··· Текст для анализа

И все же это «не приемлю» не было окончательным; оно, скорее, как и многие другие вышеприведенные заметки и оценки, говорило о состоянии души писателя в ту или иную минуту, под тем или иным впечатлением, и это состояние можно было бы сравнить, скажем, с погодой, с состоянием природы – Пришвин внимательно и точно фиксировал переменчивые настроения своего ума и души, вряд ли выражавшие его последовательную позицию – это было некое пространство суждений и мнений, с размытыми границами, подобное электромагнитному полю, и своим ощущениям в этом поле он доверял гораздо больше, нежели принципам. Высшая правда, по Пришвину, всегда оставалась за жизнью, ее течением, ее не дано познать и предугадать никому, в ней нет ничего постоянного, и как писатель он не давал себе права в нее вмешиваться и ее судить, засмысливаться («Социалист, сектант, фанатик – все эти люди подходят к жизни с вечными ценностями и держат взаперти живую жизнь своими формулами, как воду плотинами, пока не сорвет живая вода все запруды»[629]), а только смиренно мог за нею следовать и принимать – таковою, какая она есть.

······
··· Предоставленные записи

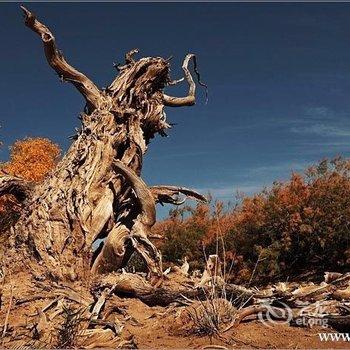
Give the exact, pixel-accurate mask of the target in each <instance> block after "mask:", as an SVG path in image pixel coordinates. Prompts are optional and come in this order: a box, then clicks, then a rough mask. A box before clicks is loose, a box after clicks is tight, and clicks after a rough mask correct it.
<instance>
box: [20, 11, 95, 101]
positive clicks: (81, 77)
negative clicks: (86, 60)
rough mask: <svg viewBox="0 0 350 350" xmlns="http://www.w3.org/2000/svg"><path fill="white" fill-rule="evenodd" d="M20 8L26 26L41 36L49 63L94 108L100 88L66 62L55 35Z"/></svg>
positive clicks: (89, 79)
mask: <svg viewBox="0 0 350 350" xmlns="http://www.w3.org/2000/svg"><path fill="white" fill-rule="evenodd" d="M21 9H22V10H23V12H24V17H25V24H26V26H27V27H28V28H30V29H31V30H33V31H34V32H35V33H37V34H38V35H40V36H41V39H42V41H43V44H44V51H45V55H46V59H47V62H48V63H49V65H50V66H51V67H52V68H53V69H54V70H55V71H56V73H57V74H58V75H59V77H60V78H61V79H62V80H65V81H69V82H71V83H72V84H73V85H74V86H75V87H76V88H77V89H78V91H79V92H80V93H81V94H82V95H83V96H84V98H85V99H86V101H87V103H88V104H89V106H90V107H93V108H96V107H97V106H98V101H99V100H100V99H101V94H100V90H99V89H98V88H97V86H96V85H95V84H94V83H93V82H92V81H91V80H90V79H89V78H88V77H87V76H86V75H84V74H83V73H81V72H79V71H78V70H76V69H75V68H73V67H72V66H71V65H69V64H68V63H67V62H66V60H65V58H64V57H63V55H62V53H61V52H60V51H59V50H58V48H57V47H56V43H55V37H54V36H53V34H52V33H51V31H50V30H49V28H47V27H46V26H45V25H44V24H42V23H41V22H39V21H38V20H37V19H36V17H35V15H34V14H33V13H32V12H30V11H29V10H27V9H26V8H25V7H24V6H21Z"/></svg>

······

- **Что нужно сделать**: Продолжите текст о Пришвине, начав сразу после его последнего предложения. Записи для этой работы не понадобятся.

- **Результат выполнения**:
Не случайно отречение патриарха Тихона, как называли тогда отказ Святейшего от враждебной позиции по отношению к новому строю и от сотрудничества с контрреволюцией, вызвало у Пришвина двойственную реакцию. Поначалу он почувствовал себя оскорбленным («нет у нас теперь Аввакума»), но, поразмыслив, пришел к заключению, что «выходит повторение душевного мотива всей революции: сначала душа возмущается и восстает, оскорбленная, против зла, но после нескольких холостых залпов как бы осекается и, беспомощная, с ворчанием цепляется за будни, за жизнь (так возникло сменовеховство)».[630]

Коль скоро речь зашла о патриархе, бывшем для многих людей не только главою русской Церкви, но и символом духовного сопротивления, то, пожалуй, самую последовательную позицию по горячо обсуждаемому русскими писателями вопросу «народ и власть» занял именно он, когда осенью восемнадцатого года обратился к новым правителям со словами, которыми я и хочу закончить эту главу.

«… Соблазнив темный и невежественный народ возможностью легкой и безнаказанной наживы, вы отуманили его совесть, заглушили в нем сознание греха; но какими бы названиями ни прикрывались злодеяния – убийство, насилие, грабеж всегда останутся тяжкими и вопиющими к небу об отмщении грехами и преступлениями (…) Да, мы переживаем ужасное время вашего владычества, и долго оно не изгладится из души народной, омрачив в ней образ Божий и запечатлев в ней образ зверя».[631]

Глава XV. Охота за червонцами

Некоторое упование Пришвина на власть большевиков объяснялось еще и тем, что в это время в Москве его бывший елецкий однокашник и друг Н. А. Семашко стал народным комиссаром здравоохранения («Встреча с Семашко и пересмотр большевизма»[632]). В течение многих лет отношения между двумя друзьями были весьма неустойчивы.

В 1907 году, когда «вольноотпущенник революции» Пришвин издал свою первую книжку, тайно приехавший в Россию из эмиграции Семашко вызвал его на партийный разговор, имеющий отношение и к более поздним временам. В дневниковой записи января 1941 года эта политбеседа выглядит следующим образом.

«– Ты что же теперь делаешь?

– Пишу.

– И это все?

– Все, конечно, агрономию бросил: не могу совместить.

– И удовлетворяет?

– Да, я хочу писать о том, что я люблю: моя первая книжка посвящена родине.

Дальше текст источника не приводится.